> **EXERCISE**: Repeat exactly the lines of the listing from the line containing "Pick out the door frame." through its last line, and nothing beyond them.

> **DATASET RECORDS**:
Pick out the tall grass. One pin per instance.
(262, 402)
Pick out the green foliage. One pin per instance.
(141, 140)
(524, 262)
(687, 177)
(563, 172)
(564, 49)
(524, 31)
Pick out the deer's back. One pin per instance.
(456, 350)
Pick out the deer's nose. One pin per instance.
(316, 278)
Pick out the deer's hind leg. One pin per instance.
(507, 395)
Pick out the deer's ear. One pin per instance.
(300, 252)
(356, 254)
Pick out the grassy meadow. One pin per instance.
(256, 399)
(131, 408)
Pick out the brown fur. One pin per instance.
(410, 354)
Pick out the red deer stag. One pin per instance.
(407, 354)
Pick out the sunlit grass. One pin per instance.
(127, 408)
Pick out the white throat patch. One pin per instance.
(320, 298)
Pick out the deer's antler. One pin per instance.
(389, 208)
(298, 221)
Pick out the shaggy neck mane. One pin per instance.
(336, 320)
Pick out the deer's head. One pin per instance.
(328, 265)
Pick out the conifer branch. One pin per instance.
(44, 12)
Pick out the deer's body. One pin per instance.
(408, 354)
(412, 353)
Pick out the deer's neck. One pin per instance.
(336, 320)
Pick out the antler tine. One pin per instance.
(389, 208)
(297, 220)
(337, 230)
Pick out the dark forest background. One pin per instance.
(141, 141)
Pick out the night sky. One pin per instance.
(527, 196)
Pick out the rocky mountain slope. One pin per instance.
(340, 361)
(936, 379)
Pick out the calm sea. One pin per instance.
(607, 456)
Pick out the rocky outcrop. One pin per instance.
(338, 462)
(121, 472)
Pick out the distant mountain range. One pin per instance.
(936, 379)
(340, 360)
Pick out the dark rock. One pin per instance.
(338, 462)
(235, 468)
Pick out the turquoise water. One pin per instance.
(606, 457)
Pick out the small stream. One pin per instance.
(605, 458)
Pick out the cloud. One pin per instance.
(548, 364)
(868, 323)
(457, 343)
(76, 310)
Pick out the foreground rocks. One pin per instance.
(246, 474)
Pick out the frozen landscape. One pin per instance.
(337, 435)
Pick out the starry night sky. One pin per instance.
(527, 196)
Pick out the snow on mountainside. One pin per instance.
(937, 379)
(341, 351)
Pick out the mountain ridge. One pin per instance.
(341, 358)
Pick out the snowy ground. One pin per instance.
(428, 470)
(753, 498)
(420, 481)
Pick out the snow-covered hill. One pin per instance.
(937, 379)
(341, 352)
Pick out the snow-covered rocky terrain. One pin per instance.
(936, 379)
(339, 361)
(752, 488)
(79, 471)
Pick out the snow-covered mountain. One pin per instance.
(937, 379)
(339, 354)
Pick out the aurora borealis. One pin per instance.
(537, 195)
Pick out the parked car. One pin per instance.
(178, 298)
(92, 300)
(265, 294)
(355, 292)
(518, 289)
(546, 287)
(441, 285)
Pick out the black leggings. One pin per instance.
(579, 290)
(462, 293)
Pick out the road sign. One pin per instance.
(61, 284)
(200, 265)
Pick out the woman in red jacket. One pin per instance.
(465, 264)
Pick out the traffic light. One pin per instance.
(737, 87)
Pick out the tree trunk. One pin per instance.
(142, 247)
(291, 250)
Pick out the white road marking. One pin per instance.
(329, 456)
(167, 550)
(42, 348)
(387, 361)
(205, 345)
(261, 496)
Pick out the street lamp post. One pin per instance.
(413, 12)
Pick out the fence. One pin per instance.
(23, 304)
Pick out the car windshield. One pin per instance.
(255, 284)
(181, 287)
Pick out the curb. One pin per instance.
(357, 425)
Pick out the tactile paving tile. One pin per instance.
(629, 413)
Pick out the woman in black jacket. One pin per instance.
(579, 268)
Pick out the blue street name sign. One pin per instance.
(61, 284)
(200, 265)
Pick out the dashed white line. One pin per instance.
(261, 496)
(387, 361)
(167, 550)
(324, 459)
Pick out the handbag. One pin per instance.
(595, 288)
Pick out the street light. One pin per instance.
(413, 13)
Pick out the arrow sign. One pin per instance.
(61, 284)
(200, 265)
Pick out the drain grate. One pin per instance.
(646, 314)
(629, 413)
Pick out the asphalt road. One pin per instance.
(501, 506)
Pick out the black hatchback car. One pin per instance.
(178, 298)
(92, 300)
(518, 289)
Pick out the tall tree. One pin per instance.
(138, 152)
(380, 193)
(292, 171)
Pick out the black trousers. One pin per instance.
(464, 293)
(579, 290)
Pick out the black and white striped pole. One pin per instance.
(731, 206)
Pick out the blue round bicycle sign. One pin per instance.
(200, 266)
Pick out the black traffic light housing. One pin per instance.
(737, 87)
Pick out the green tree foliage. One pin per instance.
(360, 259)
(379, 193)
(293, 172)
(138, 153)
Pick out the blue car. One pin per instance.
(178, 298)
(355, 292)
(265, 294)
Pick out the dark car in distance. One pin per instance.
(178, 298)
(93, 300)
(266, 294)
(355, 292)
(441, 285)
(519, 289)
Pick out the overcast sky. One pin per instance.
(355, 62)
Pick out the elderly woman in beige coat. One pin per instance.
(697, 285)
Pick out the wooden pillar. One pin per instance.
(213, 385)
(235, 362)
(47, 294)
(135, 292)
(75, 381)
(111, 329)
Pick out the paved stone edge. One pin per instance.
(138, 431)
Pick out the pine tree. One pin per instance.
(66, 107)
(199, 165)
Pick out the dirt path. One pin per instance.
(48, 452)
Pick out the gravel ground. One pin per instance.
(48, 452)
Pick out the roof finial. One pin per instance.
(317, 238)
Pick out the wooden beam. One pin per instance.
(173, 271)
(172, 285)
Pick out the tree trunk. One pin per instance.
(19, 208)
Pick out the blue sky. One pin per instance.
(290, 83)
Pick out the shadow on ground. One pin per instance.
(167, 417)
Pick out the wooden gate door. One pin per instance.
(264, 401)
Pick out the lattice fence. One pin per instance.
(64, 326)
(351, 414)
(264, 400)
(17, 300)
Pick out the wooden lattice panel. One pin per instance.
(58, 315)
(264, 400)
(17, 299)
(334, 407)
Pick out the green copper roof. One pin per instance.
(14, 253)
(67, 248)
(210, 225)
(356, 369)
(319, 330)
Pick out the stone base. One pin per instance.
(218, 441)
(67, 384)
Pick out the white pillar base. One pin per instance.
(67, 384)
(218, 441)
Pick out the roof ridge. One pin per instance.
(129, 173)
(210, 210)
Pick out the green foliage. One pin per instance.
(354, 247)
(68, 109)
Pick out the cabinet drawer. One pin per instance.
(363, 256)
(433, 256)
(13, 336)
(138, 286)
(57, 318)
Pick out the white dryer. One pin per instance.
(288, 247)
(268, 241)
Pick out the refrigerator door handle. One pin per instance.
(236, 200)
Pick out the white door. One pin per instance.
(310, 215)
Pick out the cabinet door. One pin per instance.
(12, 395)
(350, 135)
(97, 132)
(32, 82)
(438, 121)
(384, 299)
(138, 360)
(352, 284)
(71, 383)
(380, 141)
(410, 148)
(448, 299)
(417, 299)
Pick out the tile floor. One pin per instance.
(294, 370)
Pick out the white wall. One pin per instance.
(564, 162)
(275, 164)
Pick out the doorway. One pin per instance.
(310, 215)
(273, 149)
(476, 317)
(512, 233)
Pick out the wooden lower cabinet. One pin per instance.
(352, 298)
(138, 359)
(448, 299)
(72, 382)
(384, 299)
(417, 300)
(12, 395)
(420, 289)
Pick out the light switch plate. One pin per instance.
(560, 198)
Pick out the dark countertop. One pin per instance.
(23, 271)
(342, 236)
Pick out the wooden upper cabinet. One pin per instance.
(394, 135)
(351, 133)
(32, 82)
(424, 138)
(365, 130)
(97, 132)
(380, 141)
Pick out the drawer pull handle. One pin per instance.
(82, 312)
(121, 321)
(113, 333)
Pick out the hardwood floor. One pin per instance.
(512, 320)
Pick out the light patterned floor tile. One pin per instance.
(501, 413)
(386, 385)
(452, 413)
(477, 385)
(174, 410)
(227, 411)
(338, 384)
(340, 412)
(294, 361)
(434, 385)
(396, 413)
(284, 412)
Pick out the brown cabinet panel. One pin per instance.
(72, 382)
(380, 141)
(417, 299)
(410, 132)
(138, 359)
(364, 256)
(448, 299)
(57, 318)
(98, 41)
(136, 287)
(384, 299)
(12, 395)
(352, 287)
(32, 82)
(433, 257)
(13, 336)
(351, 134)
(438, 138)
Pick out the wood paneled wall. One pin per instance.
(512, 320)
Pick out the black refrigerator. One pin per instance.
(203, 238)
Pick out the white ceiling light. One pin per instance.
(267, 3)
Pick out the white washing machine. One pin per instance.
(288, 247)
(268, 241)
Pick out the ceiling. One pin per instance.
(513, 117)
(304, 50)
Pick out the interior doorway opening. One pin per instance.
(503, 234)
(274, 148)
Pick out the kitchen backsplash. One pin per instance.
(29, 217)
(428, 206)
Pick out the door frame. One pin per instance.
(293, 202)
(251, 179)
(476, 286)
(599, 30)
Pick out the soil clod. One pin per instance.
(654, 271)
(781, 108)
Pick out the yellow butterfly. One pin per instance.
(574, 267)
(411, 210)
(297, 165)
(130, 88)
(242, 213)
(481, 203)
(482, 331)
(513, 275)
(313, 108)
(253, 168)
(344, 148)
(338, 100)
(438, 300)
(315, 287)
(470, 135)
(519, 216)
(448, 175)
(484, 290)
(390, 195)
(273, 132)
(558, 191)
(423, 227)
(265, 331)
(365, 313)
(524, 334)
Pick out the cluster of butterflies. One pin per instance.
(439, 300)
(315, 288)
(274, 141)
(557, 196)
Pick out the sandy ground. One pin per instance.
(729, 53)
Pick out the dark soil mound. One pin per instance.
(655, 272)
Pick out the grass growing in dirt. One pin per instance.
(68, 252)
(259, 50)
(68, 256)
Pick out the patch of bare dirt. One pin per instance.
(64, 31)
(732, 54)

> **WRITTEN ANSWER**:
Pick out the door frame. One pin per instance.
(293, 202)
(251, 179)
(476, 286)
(599, 30)
Pick out the soil clod. One pin per instance.
(654, 271)
(781, 108)
Pick out the yellow butterfly. One pin per instance.
(574, 267)
(411, 210)
(297, 165)
(130, 88)
(242, 213)
(481, 203)
(482, 331)
(513, 275)
(313, 108)
(253, 168)
(344, 148)
(338, 100)
(438, 300)
(315, 287)
(470, 135)
(519, 216)
(448, 175)
(484, 290)
(390, 195)
(273, 132)
(558, 191)
(423, 227)
(265, 331)
(365, 313)
(524, 334)
Pick out the cluster of butterflies. One pin per instance.
(439, 300)
(315, 288)
(274, 141)
(557, 196)
Pick out the sandy ground. One pin per instance.
(729, 53)
Pick out the dark soil mound. One pin per instance.
(655, 272)
Pick out the grass growing in dirt. One pin per instance.
(68, 252)
(259, 50)
(68, 256)
Pick out the patch of bare dirt. One pin per instance.
(64, 31)
(732, 54)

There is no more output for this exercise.